§ **WHAT NEEDS TO BE DONE**: Rewrite all the entries below with "expected layout" swapped for "required layout" wherever it occurs, keeping everything else the same.
Start of PROVIDED DATA
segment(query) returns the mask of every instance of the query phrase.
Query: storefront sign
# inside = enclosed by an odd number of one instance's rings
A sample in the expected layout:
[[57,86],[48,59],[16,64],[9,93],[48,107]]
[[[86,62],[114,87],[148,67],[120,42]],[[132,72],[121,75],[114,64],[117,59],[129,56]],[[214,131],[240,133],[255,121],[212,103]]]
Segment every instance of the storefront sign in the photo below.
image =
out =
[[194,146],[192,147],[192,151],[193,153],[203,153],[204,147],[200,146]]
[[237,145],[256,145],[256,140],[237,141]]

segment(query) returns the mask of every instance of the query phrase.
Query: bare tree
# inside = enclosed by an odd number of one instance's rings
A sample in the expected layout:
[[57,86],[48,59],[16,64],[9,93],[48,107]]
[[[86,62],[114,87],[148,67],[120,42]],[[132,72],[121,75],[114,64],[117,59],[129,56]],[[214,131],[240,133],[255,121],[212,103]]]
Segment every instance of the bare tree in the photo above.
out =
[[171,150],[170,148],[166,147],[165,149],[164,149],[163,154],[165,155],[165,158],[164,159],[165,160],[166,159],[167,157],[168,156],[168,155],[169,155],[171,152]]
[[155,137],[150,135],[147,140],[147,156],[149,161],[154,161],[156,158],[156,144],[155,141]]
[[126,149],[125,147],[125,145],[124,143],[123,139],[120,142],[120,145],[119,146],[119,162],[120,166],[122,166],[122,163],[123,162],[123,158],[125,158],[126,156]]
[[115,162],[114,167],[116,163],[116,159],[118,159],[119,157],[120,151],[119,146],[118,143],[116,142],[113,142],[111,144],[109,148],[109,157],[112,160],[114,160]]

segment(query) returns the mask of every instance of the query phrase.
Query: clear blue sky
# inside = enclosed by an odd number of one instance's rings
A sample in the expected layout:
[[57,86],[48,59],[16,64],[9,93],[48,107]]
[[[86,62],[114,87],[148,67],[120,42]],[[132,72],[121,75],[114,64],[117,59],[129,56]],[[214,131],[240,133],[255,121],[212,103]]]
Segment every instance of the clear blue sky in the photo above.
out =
End of PROVIDED DATA
§ **EXERCISE ANSWER**:
segment(query) returns the mask of every instance of the query phrase.
Query: storefront sign
# inside = enclosed by an odd number of one instance's rings
A sample in the required layout:
[[57,86],[48,59],[16,64],[9,93],[48,107]]
[[[86,62],[114,87],[148,67],[120,42]],[[132,72],[121,75],[114,64],[117,59],[129,56]],[[214,131],[240,133],[255,121],[212,103]]]
Segment every instance of the storefront sign in the photo below.
image =
out =
[[194,146],[192,147],[192,151],[193,153],[203,153],[204,147],[200,146]]
[[237,145],[256,145],[256,140],[237,141]]

segment(query) returns the mask of every instance of the query phrase.
Query: bare tree
# inside = enclosed by an odd number of one instance's rings
A sample in the required layout:
[[57,86],[48,59],[16,64],[9,93],[48,107]]
[[[86,62],[114,87],[148,67],[120,42]],[[132,72],[121,75],[114,64],[117,59],[129,56]],[[214,131],[240,133],[255,121],[212,103]]]
Segment every instance of the bare tree in the photo above.
out =
[[171,150],[170,148],[166,147],[165,149],[164,149],[163,154],[165,155],[165,158],[164,159],[165,160],[166,159],[167,157],[168,156],[168,155],[169,155],[171,152]]
[[155,137],[150,135],[147,140],[147,156],[149,161],[154,161],[156,158],[156,144],[155,141]]
[[126,149],[125,147],[125,145],[124,143],[123,139],[120,142],[120,145],[119,146],[119,162],[120,166],[122,166],[122,163],[123,162],[123,158],[125,158],[126,156]]
[[115,162],[114,167],[116,163],[116,159],[118,159],[119,157],[120,151],[119,146],[118,143],[116,142],[113,142],[111,144],[109,148],[109,157],[112,160],[114,160]]

segment(query) returns the mask of every instance of the query phrase.
Query: clear blue sky
# inside = enclosed by an odd number of one instance's rings
A sample in the required layout:
[[57,86],[48,59],[16,64],[9,93],[48,107]]
[[[86,62],[114,87],[148,67],[120,42]],[[132,72],[121,75],[114,64],[117,59],[129,56]],[[214,131],[240,133],[255,121],[212,103]]]
Segment every instance of the clear blue sky in the photo above.
out =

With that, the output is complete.